SHORT EXERCISE
Find the line that contains "1, row 205." and print it and every line after it, exactly, please.
** Begin ITEMS **
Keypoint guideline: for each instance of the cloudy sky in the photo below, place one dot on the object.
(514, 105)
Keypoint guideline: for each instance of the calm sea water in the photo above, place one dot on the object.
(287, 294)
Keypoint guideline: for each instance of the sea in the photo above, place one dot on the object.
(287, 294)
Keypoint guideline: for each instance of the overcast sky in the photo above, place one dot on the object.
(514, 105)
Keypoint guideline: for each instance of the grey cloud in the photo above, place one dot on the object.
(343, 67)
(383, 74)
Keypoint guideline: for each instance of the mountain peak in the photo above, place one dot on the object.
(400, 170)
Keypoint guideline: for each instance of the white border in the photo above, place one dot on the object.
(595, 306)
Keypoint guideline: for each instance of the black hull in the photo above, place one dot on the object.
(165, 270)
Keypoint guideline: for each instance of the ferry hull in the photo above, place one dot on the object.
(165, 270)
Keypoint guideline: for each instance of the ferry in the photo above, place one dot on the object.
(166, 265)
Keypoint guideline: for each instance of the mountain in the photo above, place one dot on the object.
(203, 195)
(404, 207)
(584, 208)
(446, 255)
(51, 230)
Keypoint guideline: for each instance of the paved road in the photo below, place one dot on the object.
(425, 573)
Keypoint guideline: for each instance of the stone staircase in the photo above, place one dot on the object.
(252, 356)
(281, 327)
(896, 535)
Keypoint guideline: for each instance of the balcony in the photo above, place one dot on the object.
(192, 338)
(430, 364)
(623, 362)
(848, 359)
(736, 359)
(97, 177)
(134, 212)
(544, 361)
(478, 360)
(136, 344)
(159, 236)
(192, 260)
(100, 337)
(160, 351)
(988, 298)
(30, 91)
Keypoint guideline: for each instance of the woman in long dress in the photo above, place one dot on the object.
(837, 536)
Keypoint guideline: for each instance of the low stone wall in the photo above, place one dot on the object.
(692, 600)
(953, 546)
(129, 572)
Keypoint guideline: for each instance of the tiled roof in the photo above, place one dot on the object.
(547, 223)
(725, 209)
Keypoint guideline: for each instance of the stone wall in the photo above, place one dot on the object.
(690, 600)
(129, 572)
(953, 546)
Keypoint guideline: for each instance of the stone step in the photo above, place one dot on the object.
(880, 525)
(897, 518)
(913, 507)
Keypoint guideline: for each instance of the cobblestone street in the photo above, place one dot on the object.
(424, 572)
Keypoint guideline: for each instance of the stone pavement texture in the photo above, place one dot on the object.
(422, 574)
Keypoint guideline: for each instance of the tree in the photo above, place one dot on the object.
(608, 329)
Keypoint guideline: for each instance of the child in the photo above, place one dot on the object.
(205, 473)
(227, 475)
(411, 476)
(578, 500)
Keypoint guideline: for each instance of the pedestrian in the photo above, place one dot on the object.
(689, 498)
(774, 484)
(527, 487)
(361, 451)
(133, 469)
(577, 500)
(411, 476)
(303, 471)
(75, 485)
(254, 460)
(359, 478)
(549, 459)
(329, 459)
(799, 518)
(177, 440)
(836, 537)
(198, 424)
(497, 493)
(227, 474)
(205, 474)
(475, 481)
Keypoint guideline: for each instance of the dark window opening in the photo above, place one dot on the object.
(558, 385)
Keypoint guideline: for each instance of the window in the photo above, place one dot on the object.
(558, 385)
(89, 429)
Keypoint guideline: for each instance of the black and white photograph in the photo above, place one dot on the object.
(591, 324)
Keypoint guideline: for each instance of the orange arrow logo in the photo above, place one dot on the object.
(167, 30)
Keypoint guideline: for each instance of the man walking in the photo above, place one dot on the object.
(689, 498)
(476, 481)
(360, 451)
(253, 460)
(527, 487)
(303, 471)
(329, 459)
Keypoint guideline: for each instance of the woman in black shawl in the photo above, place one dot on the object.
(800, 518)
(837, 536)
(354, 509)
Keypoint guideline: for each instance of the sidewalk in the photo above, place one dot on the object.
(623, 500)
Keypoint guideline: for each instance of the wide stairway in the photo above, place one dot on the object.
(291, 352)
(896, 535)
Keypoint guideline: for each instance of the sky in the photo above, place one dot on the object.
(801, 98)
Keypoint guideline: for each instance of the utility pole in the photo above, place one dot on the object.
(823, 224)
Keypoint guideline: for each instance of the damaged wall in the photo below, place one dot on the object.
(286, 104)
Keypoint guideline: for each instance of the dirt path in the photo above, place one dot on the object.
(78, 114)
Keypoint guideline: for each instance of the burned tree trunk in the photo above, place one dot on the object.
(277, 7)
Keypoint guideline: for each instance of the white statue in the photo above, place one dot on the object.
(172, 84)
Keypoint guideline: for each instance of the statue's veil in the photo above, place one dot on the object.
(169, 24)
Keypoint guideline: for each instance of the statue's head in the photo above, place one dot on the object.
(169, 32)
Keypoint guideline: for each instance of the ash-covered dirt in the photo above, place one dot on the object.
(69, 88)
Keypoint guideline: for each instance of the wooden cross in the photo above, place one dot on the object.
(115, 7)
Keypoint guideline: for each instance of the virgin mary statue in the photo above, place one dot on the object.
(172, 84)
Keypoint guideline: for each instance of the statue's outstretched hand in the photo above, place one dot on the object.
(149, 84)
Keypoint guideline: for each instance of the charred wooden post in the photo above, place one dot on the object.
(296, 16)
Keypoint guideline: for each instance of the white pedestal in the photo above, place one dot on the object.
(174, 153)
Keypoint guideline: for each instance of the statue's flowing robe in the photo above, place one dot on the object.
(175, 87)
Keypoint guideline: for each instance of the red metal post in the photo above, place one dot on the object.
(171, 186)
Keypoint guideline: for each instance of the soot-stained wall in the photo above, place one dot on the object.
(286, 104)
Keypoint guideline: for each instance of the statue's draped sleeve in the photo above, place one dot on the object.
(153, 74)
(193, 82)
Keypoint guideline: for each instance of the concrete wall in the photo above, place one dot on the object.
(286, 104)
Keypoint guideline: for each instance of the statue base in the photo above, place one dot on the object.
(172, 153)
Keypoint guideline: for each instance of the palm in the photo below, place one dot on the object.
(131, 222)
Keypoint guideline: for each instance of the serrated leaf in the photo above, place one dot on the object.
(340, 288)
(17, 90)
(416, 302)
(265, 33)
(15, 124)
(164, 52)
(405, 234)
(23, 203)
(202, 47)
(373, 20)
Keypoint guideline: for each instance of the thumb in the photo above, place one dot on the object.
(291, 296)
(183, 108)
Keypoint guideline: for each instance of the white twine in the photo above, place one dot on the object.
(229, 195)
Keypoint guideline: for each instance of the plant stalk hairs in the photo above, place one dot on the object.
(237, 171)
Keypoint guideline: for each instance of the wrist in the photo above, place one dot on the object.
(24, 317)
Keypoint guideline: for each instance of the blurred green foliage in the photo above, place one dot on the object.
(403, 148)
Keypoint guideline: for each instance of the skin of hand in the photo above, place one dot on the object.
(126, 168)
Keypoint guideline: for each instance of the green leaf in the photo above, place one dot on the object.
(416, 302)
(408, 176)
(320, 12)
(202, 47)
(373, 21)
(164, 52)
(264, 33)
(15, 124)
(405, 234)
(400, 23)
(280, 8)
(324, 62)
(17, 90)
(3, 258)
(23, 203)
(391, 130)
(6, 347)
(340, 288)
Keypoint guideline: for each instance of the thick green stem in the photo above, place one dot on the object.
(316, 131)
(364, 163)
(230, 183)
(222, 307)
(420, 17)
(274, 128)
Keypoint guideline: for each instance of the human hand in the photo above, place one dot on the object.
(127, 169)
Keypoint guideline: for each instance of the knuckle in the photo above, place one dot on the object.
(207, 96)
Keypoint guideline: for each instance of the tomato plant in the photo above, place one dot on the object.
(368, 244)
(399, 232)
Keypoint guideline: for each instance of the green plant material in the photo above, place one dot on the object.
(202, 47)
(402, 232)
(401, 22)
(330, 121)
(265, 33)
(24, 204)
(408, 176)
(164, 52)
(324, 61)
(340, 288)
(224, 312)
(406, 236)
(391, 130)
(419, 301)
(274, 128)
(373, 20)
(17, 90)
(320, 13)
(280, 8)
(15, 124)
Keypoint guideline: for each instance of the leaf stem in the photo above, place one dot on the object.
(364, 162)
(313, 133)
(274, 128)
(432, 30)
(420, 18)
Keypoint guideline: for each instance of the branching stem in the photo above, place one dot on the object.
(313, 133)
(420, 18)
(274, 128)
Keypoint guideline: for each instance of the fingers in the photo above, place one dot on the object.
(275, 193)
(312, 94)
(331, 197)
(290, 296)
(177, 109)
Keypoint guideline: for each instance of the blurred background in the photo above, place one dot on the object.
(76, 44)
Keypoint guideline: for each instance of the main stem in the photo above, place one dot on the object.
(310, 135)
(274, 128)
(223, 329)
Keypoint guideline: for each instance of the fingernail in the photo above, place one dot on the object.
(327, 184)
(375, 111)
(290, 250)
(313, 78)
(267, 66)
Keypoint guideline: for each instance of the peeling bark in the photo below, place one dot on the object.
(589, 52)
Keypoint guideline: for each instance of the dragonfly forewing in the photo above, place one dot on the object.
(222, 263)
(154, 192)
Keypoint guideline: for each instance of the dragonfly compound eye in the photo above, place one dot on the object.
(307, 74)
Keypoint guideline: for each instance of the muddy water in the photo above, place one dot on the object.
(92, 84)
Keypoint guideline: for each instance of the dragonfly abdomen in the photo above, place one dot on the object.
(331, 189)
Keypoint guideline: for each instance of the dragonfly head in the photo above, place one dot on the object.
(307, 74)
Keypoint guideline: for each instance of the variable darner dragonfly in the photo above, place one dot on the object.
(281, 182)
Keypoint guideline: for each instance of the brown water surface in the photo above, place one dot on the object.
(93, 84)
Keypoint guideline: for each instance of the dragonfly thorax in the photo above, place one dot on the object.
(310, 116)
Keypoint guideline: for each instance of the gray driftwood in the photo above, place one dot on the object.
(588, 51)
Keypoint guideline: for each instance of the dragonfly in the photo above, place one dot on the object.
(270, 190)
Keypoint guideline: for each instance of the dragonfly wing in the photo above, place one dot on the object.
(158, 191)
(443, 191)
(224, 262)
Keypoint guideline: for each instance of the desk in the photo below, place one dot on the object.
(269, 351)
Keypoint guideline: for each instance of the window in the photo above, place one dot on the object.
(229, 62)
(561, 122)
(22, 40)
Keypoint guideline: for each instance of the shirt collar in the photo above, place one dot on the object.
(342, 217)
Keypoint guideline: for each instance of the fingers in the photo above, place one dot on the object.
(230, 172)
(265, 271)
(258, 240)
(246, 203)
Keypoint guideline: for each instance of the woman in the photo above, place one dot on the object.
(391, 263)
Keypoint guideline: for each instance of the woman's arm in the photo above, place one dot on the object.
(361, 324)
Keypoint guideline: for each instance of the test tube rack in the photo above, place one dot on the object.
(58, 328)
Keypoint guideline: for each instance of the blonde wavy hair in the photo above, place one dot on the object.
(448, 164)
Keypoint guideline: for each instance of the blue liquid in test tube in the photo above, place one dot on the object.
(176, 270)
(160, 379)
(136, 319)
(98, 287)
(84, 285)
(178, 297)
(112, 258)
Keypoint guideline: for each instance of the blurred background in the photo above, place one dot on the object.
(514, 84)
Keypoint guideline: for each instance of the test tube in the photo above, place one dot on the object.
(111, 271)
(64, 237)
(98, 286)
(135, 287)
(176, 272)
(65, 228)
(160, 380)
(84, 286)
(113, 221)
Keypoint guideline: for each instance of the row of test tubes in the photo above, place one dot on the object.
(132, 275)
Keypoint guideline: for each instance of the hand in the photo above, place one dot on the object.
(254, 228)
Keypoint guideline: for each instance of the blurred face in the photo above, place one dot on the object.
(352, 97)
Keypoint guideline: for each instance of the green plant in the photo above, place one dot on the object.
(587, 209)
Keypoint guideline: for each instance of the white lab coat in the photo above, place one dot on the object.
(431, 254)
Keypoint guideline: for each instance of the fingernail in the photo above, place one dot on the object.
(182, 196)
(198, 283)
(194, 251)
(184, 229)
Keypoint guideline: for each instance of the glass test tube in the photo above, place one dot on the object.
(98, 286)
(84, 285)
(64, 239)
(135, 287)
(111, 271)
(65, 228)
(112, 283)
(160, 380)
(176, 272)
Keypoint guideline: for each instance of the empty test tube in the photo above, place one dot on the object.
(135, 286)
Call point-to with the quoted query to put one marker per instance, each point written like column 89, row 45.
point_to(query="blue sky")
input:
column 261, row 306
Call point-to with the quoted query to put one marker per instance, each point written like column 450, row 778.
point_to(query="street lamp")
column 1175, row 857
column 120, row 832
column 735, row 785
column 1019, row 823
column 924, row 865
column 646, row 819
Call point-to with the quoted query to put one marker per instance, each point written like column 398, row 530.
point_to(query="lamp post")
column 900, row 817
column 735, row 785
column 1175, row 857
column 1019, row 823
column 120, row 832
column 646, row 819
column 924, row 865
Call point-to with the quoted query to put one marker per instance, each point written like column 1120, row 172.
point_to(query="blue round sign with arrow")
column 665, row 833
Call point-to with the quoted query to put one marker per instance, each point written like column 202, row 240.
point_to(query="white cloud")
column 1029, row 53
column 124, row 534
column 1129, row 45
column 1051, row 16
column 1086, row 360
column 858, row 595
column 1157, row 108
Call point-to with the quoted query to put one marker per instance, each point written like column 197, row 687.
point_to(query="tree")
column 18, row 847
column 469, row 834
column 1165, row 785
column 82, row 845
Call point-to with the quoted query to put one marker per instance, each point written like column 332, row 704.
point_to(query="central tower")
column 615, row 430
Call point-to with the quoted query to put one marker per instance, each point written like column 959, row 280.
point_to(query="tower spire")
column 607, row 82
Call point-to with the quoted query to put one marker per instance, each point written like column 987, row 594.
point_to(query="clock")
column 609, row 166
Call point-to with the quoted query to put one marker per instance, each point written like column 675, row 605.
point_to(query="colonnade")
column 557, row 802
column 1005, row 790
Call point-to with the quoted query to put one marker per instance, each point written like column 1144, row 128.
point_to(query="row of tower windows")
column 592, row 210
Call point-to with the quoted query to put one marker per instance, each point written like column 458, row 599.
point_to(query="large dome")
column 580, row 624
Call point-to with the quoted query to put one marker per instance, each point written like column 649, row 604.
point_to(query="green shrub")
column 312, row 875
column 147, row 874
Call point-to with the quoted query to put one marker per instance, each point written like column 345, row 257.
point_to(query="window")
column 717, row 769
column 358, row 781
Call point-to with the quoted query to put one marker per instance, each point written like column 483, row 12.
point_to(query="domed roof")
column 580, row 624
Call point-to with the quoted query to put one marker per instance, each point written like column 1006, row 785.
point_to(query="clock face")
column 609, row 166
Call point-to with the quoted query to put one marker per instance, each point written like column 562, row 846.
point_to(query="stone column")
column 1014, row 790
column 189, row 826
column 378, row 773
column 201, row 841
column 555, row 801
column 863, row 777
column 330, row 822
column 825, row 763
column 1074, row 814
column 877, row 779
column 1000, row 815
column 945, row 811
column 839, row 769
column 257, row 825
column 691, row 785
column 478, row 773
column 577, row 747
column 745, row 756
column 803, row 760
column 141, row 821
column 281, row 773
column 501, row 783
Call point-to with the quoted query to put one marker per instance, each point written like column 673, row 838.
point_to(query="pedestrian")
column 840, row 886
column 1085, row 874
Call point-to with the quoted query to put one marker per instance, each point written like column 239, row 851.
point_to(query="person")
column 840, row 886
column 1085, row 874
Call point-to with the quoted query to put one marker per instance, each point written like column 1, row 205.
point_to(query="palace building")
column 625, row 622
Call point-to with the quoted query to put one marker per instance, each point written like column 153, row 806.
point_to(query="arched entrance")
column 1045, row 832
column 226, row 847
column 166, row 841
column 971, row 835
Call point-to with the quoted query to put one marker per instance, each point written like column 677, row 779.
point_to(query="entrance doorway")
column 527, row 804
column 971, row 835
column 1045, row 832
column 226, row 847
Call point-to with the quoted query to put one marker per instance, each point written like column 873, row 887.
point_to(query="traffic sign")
** End ITEMS **
COMPLETE OUTPUT
Call point-to with the quoted query to put one marker per instance, each point written like column 1, row 205.
point_to(query="palace building")
column 625, row 622
Call point-to with the quoted query to put one marker per instance, each point written like column 153, row 806.
point_to(query="arched entrance")
column 1045, row 832
column 226, row 847
column 166, row 841
column 971, row 835
Call point-to with the quoted query to put one marker per instance, each point written like column 677, row 779.
point_to(query="entrance doorway")
column 527, row 804
column 971, row 835
column 1045, row 832
column 226, row 847
Call point-to with the quoted query to put one marker per instance, each point written like column 873, row 887.
point_to(query="traffic sign")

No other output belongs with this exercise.